== EXERCISE MATERIAL ==
=======
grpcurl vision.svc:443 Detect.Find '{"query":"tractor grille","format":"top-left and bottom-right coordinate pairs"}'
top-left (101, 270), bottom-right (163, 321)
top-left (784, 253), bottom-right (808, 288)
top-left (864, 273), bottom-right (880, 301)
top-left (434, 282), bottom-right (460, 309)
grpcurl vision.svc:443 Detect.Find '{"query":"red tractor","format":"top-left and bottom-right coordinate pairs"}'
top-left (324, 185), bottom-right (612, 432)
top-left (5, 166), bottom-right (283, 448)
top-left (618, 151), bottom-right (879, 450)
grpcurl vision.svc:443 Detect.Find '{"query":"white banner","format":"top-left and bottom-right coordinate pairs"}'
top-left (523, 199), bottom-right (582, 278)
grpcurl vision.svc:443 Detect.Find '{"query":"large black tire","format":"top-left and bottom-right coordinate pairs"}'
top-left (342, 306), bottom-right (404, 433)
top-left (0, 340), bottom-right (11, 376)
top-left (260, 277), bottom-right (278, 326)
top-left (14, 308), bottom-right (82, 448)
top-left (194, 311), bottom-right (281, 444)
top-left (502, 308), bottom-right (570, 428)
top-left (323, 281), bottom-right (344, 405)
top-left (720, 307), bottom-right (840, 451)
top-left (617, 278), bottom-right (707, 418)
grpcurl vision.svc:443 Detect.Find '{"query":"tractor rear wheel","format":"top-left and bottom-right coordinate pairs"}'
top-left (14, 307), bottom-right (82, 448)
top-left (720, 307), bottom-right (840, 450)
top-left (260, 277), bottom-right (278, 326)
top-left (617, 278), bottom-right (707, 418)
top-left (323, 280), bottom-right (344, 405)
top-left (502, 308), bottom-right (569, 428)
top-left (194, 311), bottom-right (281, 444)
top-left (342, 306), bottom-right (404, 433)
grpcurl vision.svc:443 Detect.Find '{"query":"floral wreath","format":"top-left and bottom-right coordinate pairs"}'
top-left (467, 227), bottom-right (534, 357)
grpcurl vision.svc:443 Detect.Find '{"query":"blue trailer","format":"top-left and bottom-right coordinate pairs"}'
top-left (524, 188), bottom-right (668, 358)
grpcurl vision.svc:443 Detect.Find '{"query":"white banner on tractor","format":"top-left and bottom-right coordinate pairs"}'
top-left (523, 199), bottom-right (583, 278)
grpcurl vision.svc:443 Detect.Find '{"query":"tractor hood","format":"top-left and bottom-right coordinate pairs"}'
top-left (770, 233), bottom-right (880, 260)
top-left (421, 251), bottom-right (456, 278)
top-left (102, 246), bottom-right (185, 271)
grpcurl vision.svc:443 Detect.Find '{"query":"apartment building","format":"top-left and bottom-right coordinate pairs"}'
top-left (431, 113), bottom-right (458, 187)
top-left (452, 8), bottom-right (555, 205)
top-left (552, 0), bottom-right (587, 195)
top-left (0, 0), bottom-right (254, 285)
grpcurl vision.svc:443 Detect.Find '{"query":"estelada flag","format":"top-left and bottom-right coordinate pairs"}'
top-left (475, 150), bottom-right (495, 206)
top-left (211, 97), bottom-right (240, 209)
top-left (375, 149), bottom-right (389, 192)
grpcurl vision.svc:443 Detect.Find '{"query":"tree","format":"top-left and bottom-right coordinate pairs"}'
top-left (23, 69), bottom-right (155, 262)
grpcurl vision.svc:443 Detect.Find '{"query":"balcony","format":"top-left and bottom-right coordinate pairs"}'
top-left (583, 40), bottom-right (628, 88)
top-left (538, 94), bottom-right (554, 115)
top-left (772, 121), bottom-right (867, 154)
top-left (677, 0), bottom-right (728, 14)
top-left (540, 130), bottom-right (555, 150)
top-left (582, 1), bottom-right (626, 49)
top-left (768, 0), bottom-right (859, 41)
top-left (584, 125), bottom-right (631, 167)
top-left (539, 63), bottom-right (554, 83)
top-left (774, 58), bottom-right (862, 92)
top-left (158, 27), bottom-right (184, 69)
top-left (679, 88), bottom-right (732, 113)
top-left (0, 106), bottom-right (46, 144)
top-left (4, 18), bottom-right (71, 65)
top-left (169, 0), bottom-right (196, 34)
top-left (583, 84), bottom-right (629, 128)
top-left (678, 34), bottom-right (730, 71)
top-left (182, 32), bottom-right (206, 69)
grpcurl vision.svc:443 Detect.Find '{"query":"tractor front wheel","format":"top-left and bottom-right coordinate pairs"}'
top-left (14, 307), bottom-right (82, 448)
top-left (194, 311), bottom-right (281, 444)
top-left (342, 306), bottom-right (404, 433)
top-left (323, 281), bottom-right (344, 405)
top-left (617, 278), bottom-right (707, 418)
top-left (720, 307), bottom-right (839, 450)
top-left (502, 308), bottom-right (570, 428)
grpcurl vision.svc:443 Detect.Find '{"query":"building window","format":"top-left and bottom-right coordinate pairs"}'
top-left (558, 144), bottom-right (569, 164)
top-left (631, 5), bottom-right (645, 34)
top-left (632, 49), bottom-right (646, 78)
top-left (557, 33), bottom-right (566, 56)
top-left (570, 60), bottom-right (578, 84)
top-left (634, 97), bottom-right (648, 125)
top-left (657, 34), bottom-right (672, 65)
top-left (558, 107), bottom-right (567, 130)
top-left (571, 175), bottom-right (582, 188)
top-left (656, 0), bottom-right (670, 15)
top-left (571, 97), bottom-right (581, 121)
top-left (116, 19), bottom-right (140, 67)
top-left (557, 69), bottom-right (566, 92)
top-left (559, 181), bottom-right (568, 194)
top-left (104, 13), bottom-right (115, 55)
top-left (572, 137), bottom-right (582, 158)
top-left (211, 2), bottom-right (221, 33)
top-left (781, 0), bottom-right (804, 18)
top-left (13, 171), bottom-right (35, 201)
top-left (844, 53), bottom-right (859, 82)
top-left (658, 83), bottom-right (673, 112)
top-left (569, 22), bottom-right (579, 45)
=======
== AIM OF THE TASK ==
Please output the listing above exactly, every line included.

== COMPLETED EXERCISE ==
grpcurl vision.svc:443 Detect.Find '{"query":"tractor grille","format":"top-left and bottom-right coordinate pairs"}'
top-left (101, 270), bottom-right (163, 321)
top-left (784, 253), bottom-right (808, 288)
top-left (864, 273), bottom-right (880, 301)
top-left (434, 282), bottom-right (460, 309)
grpcurl vision.svc:443 Detect.Find '{"query":"red tractor","format":"top-left and bottom-right coordinate pairs"}'
top-left (324, 185), bottom-right (612, 432)
top-left (5, 166), bottom-right (283, 448)
top-left (618, 151), bottom-right (879, 450)
grpcurl vision.svc:443 Detect.Find '{"query":"white banner","format":"top-left and bottom-right coordinate pairs"}'
top-left (523, 199), bottom-right (582, 278)
grpcurl vision.svc:443 Detect.Find '{"query":"large black tire","format":"top-left and bottom-right coordinate pairs"}'
top-left (342, 306), bottom-right (404, 433)
top-left (0, 340), bottom-right (11, 376)
top-left (260, 277), bottom-right (278, 326)
top-left (14, 308), bottom-right (82, 448)
top-left (194, 311), bottom-right (281, 444)
top-left (502, 308), bottom-right (570, 428)
top-left (323, 281), bottom-right (344, 405)
top-left (720, 307), bottom-right (840, 451)
top-left (617, 278), bottom-right (707, 418)
grpcurl vision.svc:443 Detect.Find '{"query":"tractor rear wheel","format":"top-left and bottom-right coordinate pairs"}'
top-left (14, 307), bottom-right (82, 448)
top-left (720, 307), bottom-right (840, 450)
top-left (260, 277), bottom-right (278, 326)
top-left (617, 278), bottom-right (707, 418)
top-left (323, 280), bottom-right (344, 405)
top-left (502, 308), bottom-right (569, 428)
top-left (194, 311), bottom-right (281, 444)
top-left (342, 306), bottom-right (404, 433)
grpcurl vision.svc:443 Detect.Find '{"query":"floral wreath","format":"top-left and bottom-right coordinate pairs"}'
top-left (467, 227), bottom-right (534, 357)
grpcurl vision.svc:443 Detect.Find '{"query":"blue trailer","format":"top-left and bottom-right coordinate pairs"}'
top-left (524, 188), bottom-right (668, 358)
grpcurl vision.svc:443 Detect.Find '{"query":"white banner on tractor","format":"top-left and bottom-right coordinate pairs"}'
top-left (523, 199), bottom-right (583, 278)
grpcurl vision.svc:443 Detect.Find '{"query":"tractor hood","format":"top-left and bottom-right coordinate pairs"}'
top-left (770, 233), bottom-right (880, 260)
top-left (421, 251), bottom-right (456, 278)
top-left (102, 246), bottom-right (185, 271)
grpcurl vision.svc:443 Detect.Find '{"query":"apartment building","format":"top-left and bottom-right coordinate pairs"}'
top-left (431, 113), bottom-right (458, 187)
top-left (452, 8), bottom-right (555, 205)
top-left (552, 0), bottom-right (587, 195)
top-left (0, 0), bottom-right (254, 285)
grpcurl vision.svc:443 Detect.Find '{"query":"estelada flag","format":"top-left and bottom-right coordinate pairs"}'
top-left (475, 150), bottom-right (495, 206)
top-left (211, 97), bottom-right (240, 209)
top-left (375, 149), bottom-right (389, 192)
grpcurl vision.svc:443 Detect.Find '{"query":"tree","format":"top-left and bottom-right coordinate pairs"}'
top-left (23, 69), bottom-right (155, 262)
grpcurl vision.svc:443 Detect.Find '{"query":"balcony","format":"top-left and bottom-right coordinate pairs"}'
top-left (583, 40), bottom-right (628, 88)
top-left (538, 94), bottom-right (554, 115)
top-left (772, 121), bottom-right (867, 154)
top-left (677, 0), bottom-right (728, 14)
top-left (540, 130), bottom-right (555, 150)
top-left (582, 1), bottom-right (626, 49)
top-left (768, 0), bottom-right (859, 41)
top-left (584, 125), bottom-right (631, 167)
top-left (539, 63), bottom-right (554, 83)
top-left (774, 58), bottom-right (862, 92)
top-left (158, 27), bottom-right (184, 69)
top-left (679, 88), bottom-right (732, 113)
top-left (0, 106), bottom-right (46, 144)
top-left (4, 18), bottom-right (71, 65)
top-left (169, 0), bottom-right (196, 34)
top-left (583, 84), bottom-right (629, 128)
top-left (678, 34), bottom-right (730, 71)
top-left (182, 32), bottom-right (206, 69)
grpcurl vision.svc:443 Detect.Find '{"query":"tractor front wheel","format":"top-left and bottom-right coordinate pairs"}'
top-left (14, 307), bottom-right (82, 448)
top-left (194, 311), bottom-right (281, 444)
top-left (342, 306), bottom-right (404, 433)
top-left (323, 281), bottom-right (344, 405)
top-left (617, 278), bottom-right (707, 418)
top-left (720, 307), bottom-right (839, 450)
top-left (502, 308), bottom-right (570, 428)
grpcurl vision.svc:443 Detect.Find '{"query":"building window","format":"top-left and bottom-right coordinate pairs"}'
top-left (558, 144), bottom-right (569, 164)
top-left (631, 5), bottom-right (645, 34)
top-left (632, 49), bottom-right (646, 78)
top-left (557, 33), bottom-right (566, 56)
top-left (570, 60), bottom-right (578, 84)
top-left (634, 97), bottom-right (648, 125)
top-left (657, 34), bottom-right (672, 65)
top-left (558, 107), bottom-right (567, 130)
top-left (571, 175), bottom-right (582, 188)
top-left (656, 0), bottom-right (670, 15)
top-left (571, 97), bottom-right (581, 121)
top-left (116, 19), bottom-right (140, 67)
top-left (557, 69), bottom-right (566, 92)
top-left (559, 181), bottom-right (568, 194)
top-left (104, 13), bottom-right (115, 55)
top-left (572, 137), bottom-right (582, 158)
top-left (211, 2), bottom-right (221, 33)
top-left (781, 0), bottom-right (804, 18)
top-left (13, 171), bottom-right (35, 201)
top-left (844, 53), bottom-right (859, 82)
top-left (658, 83), bottom-right (673, 112)
top-left (569, 22), bottom-right (579, 45)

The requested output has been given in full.